__Textauszug__
********
Die Übernahmekommission überlässt es grundsätzlich dem Anbieter, die Kriterien für die Festlegung des Verhältnisses zwischen den Angebotspreisen für die verschiedenen Kategorien von Beteiligungspapieren festzusetzen. Die vom Anbieter gewählte Methode muss nach Art. 22 Abs. 1 UEV-UEK im Angebotsprospekt beschrieben werden und die Prüfstelle hat die Angemessenheit der Verhältnisse zu bestätigen (Art. 22 Abs. 2 UEV-UEK). Sind die genannten Voraussetzungen erfüllt, beschränkt sich die Übernahmekommission auf eine Plausibilitätsprüfung und greift nur ein, wenn sich die Berechnungsmethode offenkundig als unhaltbar erweist.

Vorliegend basiert der für die verschiedenen Kategorien von Beteiligungspapieren angebotene Preis auf dem Nennwert der beiden Aktienkategorien. In Fällen, in denen alle Titelkategorien an der Börse kotiert sind, ist das Abstellen auf das Verhältnis der Börsenkurse einem Abstellen auf den Nennwert vorzuziehen. In Fällen wie dem Voliegenden dagegen, in denen nur eine Titelkategorie kotiert ist, stellt das Abstellen auf den Nennwert eine angemessene Methode zur Ermittlung der Verhältnisse zwischen den Preisen für die beiden Titelkategorien dar. Die Prüfstelle bestätigt die Angemessenheit der Verhältnisse ausdrücklich. Damit sind die gesetzlichen Erfordernisse erfüllt.
********
__Aufgabe A__
Worauf beschränkt sich die Übernahmekommission laut dem Textauszug, wenn die genannten Voraussetzungen erfüllt sind?
__Aufgabe B__
Gib den Abschnitt des Textauszugs von „Die Übernahmekommission überlässt“ bis „als unhaltbar erweist.“ wieder und benenne darin „Übernahmekommission“ in „Aufsichtsbehörde“ um.
Die Datensätze stammen aus einer anderen Quelle.

__Bereitgestellte Daten__
********
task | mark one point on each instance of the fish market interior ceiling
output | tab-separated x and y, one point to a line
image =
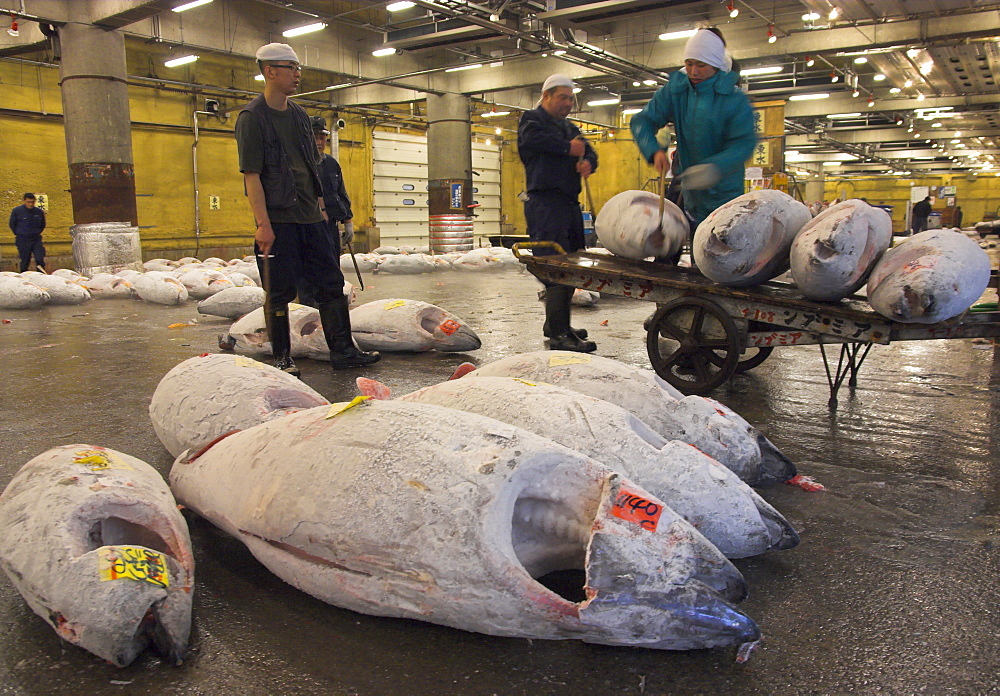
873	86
********
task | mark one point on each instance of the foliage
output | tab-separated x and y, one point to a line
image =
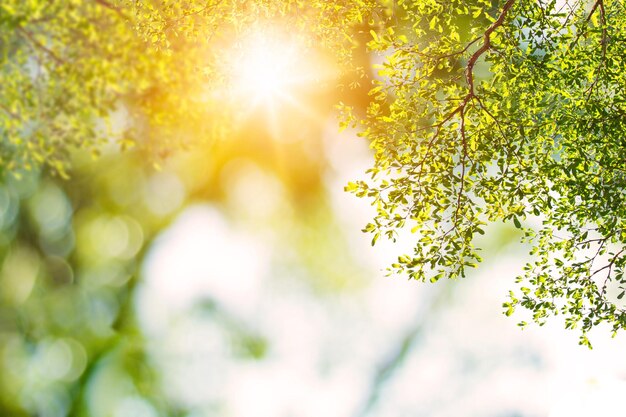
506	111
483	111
********
__Lösung A__
Sie beschränkt sich auf eine Plausibilitätsprüfung und greift nur ein, wenn sich die Berechnungsmethode offenkundig als unhaltbar erweist.

__Lösung B__
Die Aufsichtsbehörde überlässt es grundsätzlich dem Anbieter, die Kriterien für die Festlegung des Verhältnisses zwischen den Angebotspreisen für die verschiedenen Kategorien von Beteiligungspapieren festzusetzen. Die vom Anbieter gewählte Methode muss nach Art. 22 Abs. 1 UEV-UEK im Angebotsprospekt beschrieben werden und die Prüfstelle hat die Angemessenheit der Verhältnisse zu bestätigen (Art. 22 Abs. 2 UEV-UEK). Sind die genannten Voraussetzungen erfüllt, beschränkt sich die Aufsichtsbehörde auf eine Plausibilitätsprüfung und greift nur ein, wenn sich die Berechnungsmethode offenkundig als unhaltbar erweist.